**DESCRIPTION OF THE TASK:** Rewrite the lines of the listing below, from the line with "wall --coords pixels" to the line with "M333 326L318 356L371" inclusive, as a numbered list without blank lines.

**PROVIDED ENTRIES:**
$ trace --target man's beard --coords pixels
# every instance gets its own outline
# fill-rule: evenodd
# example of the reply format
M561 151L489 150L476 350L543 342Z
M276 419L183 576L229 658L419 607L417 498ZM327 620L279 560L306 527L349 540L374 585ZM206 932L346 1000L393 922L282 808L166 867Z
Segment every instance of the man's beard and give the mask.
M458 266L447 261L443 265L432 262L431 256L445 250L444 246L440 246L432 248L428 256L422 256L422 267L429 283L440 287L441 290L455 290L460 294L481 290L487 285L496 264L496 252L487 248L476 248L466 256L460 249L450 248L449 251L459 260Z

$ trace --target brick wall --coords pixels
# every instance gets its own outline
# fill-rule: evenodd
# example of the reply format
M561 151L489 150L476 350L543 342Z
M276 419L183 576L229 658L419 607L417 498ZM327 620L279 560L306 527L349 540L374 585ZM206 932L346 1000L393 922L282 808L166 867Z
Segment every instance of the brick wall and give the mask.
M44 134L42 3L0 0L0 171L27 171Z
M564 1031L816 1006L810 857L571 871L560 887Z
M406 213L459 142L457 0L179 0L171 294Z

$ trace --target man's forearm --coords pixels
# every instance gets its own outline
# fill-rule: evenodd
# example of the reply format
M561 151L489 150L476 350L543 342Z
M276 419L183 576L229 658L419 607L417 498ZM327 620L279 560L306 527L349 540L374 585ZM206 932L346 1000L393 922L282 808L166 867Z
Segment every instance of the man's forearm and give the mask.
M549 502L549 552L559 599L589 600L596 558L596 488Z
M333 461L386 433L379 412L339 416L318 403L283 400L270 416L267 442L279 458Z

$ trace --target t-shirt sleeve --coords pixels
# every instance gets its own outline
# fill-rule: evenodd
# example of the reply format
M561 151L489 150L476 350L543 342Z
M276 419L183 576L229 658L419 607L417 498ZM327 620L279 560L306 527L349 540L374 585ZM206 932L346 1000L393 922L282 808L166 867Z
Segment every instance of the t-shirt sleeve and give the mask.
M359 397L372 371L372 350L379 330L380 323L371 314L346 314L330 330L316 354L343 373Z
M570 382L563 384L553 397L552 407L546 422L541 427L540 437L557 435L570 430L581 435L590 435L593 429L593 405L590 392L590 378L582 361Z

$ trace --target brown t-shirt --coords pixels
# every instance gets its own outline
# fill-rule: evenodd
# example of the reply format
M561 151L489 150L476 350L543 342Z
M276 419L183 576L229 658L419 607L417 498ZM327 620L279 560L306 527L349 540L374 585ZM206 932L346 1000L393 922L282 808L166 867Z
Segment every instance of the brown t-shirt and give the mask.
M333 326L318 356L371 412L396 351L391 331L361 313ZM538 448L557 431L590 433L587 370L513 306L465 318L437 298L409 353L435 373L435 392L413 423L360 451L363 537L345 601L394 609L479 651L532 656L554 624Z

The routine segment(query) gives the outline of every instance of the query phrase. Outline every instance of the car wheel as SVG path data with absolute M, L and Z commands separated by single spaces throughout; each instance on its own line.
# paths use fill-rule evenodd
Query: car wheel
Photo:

**REPLY TO THE TASK:**
1. $ trace --target brick wall --coords pixels
2. # every instance gets its own outline
3. # fill-rule: evenodd
4. # example of the reply format
5. M561 151L489 150L476 350L543 342Z
6. M276 419L183 576L229 658L419 607L417 498ZM327 620L279 560L306 527L349 540L374 585ZM206 932L346 1000L393 922L282 808L166 867Z
7. Segment every instance of the brick wall and give the mask.
8. M44 134L42 3L0 0L0 171L27 171Z
9. M564 1031L816 1006L810 857L571 871L560 887Z
10. M406 213L459 142L457 0L179 0L171 294Z
11. $ trace --target man's forearm --coords pixels
12. # every instance gets its own outline
13. # fill-rule: evenodd
14. # example of the reply format
15. M561 151L489 150L476 350L543 342Z
16. M276 419L183 576L229 658L419 607L417 498ZM327 620L279 560L306 527L349 540L374 585ZM206 932L346 1000L393 922L282 808L166 867Z
17. Segment every instance of the man's forearm and give the mask.
18. M549 502L549 552L559 599L589 600L596 558L596 488Z
19. M333 461L386 433L379 412L339 416L318 403L283 400L270 416L267 442L279 458Z
20. $ trace --target t-shirt sleeve --coords pixels
21. # every instance gets its own outline
22. # fill-rule: evenodd
23. # example of the reply format
24. M561 151L489 150L476 350L543 342Z
25. M276 419L183 576L229 658L419 607L417 498ZM327 620L279 560L306 527L349 540L374 585ZM206 932L346 1000L393 922L282 808L166 867Z
26. Segment every instance of the t-shirt sleeve and give the mask.
27. M359 397L372 371L372 350L379 330L380 323L371 314L346 314L330 330L316 354L343 373Z
28. M570 382L563 384L553 397L552 407L546 422L541 427L540 437L557 435L570 430L581 435L590 435L593 429L593 405L590 392L590 378L582 361Z
29. $ trace --target brown t-shirt --coords pixels
30. # every instance gets its own outline
31. # fill-rule: evenodd
32. # example of the reply format
33. M561 151L489 150L476 350L543 342Z
34. M276 419L183 576L229 658L419 607L417 498ZM327 620L279 560L306 527L349 540L374 585ZM206 932L346 1000L393 922L282 808L166 867Z
35. Segment every instance of the brown t-shirt and give the mask.
36. M333 326L318 356L371 412L396 351L391 331L361 313ZM538 448L557 431L590 433L587 370L513 306L465 318L437 298L409 353L435 373L435 392L413 423L360 451L363 537L345 601L394 609L479 651L532 656L554 624Z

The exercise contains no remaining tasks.